[Given records — start]
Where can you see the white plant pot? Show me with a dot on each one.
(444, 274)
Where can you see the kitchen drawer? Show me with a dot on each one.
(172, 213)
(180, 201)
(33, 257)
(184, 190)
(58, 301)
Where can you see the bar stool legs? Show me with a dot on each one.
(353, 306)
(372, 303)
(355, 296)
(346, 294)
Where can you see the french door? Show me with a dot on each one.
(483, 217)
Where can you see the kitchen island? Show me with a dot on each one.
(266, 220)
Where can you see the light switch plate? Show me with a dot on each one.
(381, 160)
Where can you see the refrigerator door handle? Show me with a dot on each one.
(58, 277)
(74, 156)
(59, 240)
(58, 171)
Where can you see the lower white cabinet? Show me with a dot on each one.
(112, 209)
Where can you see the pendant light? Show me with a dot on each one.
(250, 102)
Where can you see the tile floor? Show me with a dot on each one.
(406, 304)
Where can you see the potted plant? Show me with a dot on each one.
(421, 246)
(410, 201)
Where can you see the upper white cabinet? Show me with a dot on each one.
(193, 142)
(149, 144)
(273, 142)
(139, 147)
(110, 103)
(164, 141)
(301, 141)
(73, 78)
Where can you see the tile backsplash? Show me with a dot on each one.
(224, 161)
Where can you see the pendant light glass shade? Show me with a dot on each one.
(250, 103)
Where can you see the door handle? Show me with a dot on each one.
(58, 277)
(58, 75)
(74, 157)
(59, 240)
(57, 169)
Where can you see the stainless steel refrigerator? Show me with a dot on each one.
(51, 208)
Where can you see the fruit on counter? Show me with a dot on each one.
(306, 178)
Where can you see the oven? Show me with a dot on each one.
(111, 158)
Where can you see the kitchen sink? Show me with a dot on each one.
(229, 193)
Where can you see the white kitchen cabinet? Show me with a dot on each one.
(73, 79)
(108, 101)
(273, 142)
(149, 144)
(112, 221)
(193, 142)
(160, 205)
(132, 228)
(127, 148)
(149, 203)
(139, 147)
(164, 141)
[Given records — finish]
Exercise brief
Only the lines from the one with "Where can you see the refrigerator" through the end of the material are wanted; copy them exactly, both ends included.

Response below
Where can you see the refrigerator door handle? Show me with a dot on each one.
(58, 277)
(74, 156)
(59, 240)
(58, 171)
Where can you see the lower white cabinet? Show me with a dot on each one.
(112, 209)
Where can you see the pendant light? Show me with a dot on each one.
(250, 102)
Where can you see the tile floor? Show me with a dot on each one.
(406, 304)
Where can you see the potted plant? Show me with a dot on each one.
(421, 246)
(410, 201)
Where can you see the upper white cabinet? Show me with a dot on each one.
(193, 142)
(149, 144)
(273, 142)
(139, 147)
(110, 103)
(164, 141)
(301, 141)
(73, 78)
Where can you see the tile backsplash? Show me with a dot on each one.
(224, 161)
Where can you see the pendant light glass shade? Show me with a dot on each one.
(250, 103)
Where can you see the door handle? Show me with a dot on each one.
(58, 277)
(58, 75)
(74, 157)
(59, 240)
(57, 169)
Where can you see the stainless steel refrigerator? Show me with a dot on each one.
(51, 208)
Where can you see the fruit on counter? Show me with a dot on each one.
(306, 178)
Where can you see the oven? Show me with a dot on each one.
(111, 158)
Where can you see the kitchen sink? Show me with a dot on each one.
(229, 193)
Where can you see the white kitchen cabinet? Show me with a dot on each one.
(73, 79)
(108, 101)
(273, 142)
(149, 144)
(112, 221)
(193, 142)
(160, 205)
(132, 228)
(127, 148)
(149, 203)
(139, 147)
(164, 141)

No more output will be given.